Working data Block Start
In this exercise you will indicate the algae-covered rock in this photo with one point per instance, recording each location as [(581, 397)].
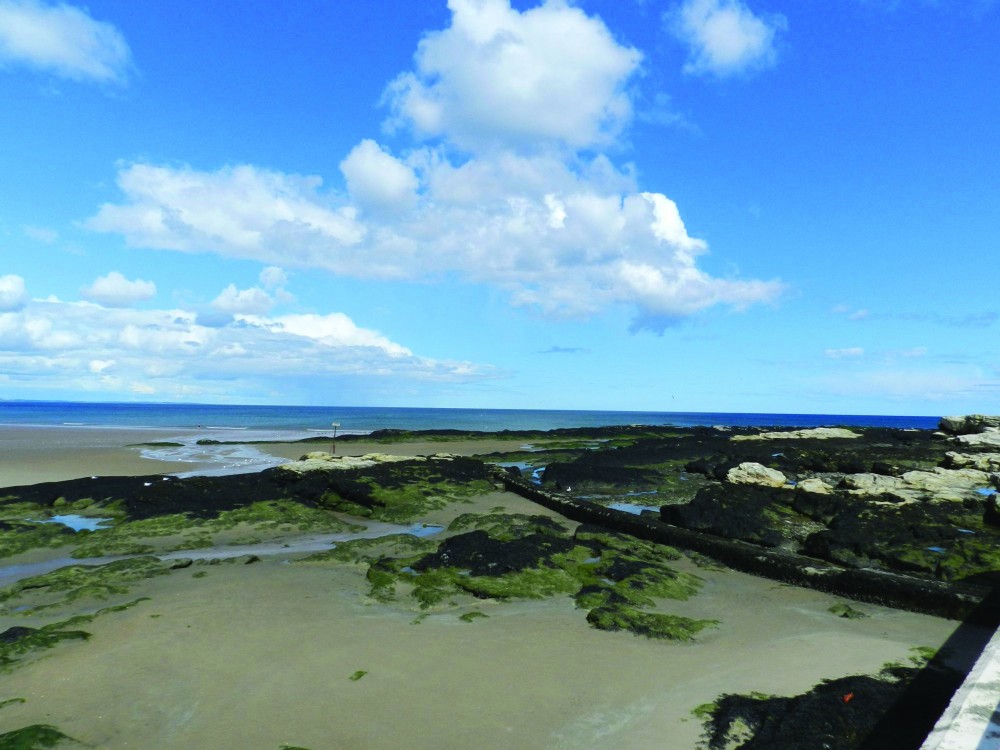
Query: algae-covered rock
[(37, 737), (860, 711), (968, 424), (649, 624)]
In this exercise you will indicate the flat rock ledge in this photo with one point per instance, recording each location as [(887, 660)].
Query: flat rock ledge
[(816, 433), (322, 461), (754, 473), (936, 485)]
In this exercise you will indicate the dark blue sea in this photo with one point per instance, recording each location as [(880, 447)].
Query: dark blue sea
[(361, 419)]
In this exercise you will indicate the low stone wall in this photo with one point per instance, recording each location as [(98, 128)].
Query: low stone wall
[(954, 601)]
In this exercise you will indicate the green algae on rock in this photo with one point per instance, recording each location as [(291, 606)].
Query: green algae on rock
[(37, 737)]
Working data Block End
#### [Exercise aim]
Retype the records exactly, but skip the pictures.

#### [Exercise output]
In this exercise you will indicate the algae-covered rock in this photo with one point per instance, recording each location as [(581, 397)].
Query: algae-covered rock
[(37, 737), (860, 711), (968, 424), (649, 624)]
In this exercise you will indicate the flat rock ledge in this photo with one point per instance, recording each location as [(887, 660)].
Query: flat rock ledge
[(816, 433), (322, 461), (754, 473), (936, 485)]
In this exercise you will indicate the dark blue sea in this photo with one point per instance, recording each location as [(880, 447)].
Query: dark blue sea
[(361, 419)]
In this exercise you will indicate the low stone wall in this photo with one point per instance, recording each location as [(98, 128)].
Query: low stone wall
[(954, 601)]
In this exercise you will indicate the green algae on rock in this photo with one point per instance, recording each location as [(291, 606)].
Query: green algae on rock
[(37, 737)]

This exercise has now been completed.